▸ **Given text**
** Begin **

Update New York Review of Books

Fixes #1900136 [fetch fail New York Review of Books login version](https://bugs.launchpad.net/calibre/+bug/1900136)
2025-07-09 03:04:10 -04:00 · 2020-10-16 21:29:33 +05:30 · 2020-10-16 21:29:33 +05:30 · 64e2b05b5c
commit 64e2b05b5c
parent 612079b5bf
2 changed files with 80 additions and 113 deletions
--- a/recipes/new_york_review_of_books.recipe
+++ b/recipes/new_york_review_of_books.recipe
@ -6,18 +6,21 @@ __docformat__ = 'restructuredtext en'
 '''
 nybooks.com
 '''
-import re

 from calibre.web.feeds.news import BasicNewsRecipe


-def find_header(tag):
-    return tag.name == 'header' and ''.join(tag.parent['class']) == 'article'
+def classes(classes):
+    q = frozenset(classes.split(' '))
+    return dict(attrs={
+        'class': lambda x: x and frozenset(x.split()).intersection(q)})


 def absurl(url):
-    if url.startswith('/'):
-        url = 'http://www.nybooks.com' + url
+    if url.startswith('//'):
+        url = 'https:' + url
+    elif url.startswith('/'):
+        url = 'https://www.nybooks.com' + url
    return url


@ -34,80 +37,57 @@ class NewYorkReviewOfBooks(BasicNewsRecipe):
    needs_subscription = True

    keep_only_tags = [
-        dict(name='section', attrs={'class': 'article_body'}),
-        dict(name=find_header),
-        dict(name='div', attrs={
-             'class': ['footnotes', 'for-subscribers-only']}),
+        dict(name='h1'),
+        classes('author article-col article-main-content'),
    ]
-
-    preprocess_regexps = [(re.compile(r'<head>.*?</head>', re.DOTALL), lambda
-                           m:'<head></head>')]
-
-    def print_version(self, url):
-        if '?' in url:
-            url = url.rpartition('?')[0]
-        return url + '?pagination=false'
+    remove_tags = [
+        classes('inline-ad'),
+    ]
+    remove_tags_after = classes('article-main-content')

** End **

▸ **Work to do**
1 – Translate the commit title "Update New York Review of Books" from the change log above into Spanish.
2 – From the change log above, copy out the stretch that begins with the words containing "from calibre.web.feeds.news import" and ends with "q = frozenset(classes.split(' '))".

▸ **Records supplied**
** Begin **

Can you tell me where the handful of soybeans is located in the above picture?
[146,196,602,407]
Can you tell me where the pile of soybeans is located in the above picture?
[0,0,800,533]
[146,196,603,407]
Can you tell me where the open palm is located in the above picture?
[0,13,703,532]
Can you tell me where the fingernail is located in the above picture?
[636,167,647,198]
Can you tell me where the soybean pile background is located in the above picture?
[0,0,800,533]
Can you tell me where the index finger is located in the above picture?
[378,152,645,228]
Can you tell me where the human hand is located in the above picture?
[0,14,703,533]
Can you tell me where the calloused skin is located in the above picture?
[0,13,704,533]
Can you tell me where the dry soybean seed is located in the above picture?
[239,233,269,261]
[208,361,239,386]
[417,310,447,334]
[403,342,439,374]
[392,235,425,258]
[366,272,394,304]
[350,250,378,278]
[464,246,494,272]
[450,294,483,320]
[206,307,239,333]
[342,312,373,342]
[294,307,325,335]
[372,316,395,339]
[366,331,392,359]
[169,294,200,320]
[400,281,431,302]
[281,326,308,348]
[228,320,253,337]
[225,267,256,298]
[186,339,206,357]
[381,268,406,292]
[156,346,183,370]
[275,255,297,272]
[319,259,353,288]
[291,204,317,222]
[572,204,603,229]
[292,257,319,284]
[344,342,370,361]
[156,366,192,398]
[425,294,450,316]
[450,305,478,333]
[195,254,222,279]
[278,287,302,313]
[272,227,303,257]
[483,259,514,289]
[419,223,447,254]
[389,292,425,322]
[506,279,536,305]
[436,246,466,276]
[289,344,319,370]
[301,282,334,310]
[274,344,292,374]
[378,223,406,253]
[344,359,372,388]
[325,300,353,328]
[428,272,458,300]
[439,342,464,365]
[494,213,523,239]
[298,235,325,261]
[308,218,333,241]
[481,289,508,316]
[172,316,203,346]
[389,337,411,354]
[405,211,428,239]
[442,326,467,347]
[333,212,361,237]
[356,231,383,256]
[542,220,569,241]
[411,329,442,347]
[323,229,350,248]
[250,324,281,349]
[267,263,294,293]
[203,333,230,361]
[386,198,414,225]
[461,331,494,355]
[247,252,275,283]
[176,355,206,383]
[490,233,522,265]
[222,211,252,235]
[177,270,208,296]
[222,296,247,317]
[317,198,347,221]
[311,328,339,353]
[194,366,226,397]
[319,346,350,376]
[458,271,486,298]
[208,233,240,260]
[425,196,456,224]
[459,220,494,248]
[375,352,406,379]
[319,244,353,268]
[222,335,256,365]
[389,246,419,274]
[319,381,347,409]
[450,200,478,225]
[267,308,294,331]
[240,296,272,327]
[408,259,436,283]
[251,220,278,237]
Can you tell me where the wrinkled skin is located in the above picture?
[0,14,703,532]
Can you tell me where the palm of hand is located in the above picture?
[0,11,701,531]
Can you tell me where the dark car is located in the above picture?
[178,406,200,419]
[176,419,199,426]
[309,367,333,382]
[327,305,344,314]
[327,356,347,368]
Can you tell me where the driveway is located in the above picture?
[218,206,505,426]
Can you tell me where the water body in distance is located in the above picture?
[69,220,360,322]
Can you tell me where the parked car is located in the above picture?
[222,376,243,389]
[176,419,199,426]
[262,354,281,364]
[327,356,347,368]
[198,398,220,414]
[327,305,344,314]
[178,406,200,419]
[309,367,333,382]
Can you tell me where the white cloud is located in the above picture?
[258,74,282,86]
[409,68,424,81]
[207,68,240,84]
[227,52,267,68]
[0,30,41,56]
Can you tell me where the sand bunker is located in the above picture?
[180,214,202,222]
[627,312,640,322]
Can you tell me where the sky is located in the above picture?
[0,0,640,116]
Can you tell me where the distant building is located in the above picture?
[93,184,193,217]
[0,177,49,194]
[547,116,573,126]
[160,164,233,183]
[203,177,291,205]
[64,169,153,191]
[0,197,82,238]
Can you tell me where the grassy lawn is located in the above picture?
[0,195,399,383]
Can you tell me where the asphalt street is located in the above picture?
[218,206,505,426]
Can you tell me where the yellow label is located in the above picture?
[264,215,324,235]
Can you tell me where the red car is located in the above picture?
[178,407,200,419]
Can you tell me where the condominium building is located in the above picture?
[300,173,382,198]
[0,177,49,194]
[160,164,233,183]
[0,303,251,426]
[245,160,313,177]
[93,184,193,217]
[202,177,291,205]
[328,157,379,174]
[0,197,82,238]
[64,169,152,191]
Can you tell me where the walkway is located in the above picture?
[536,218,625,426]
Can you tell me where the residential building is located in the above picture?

** End **

▸ **Complete answers**
1 – Actualizar New York Review of Books

2 –
from calibre.web.feeds.news import BasicNewsRecipe


-def find_header(tag):
-    return tag.name == 'header' and ''.join(tag.parent['class']) == 'article'
+def classes(classes):
+    q = frozenset(classes.split(' '))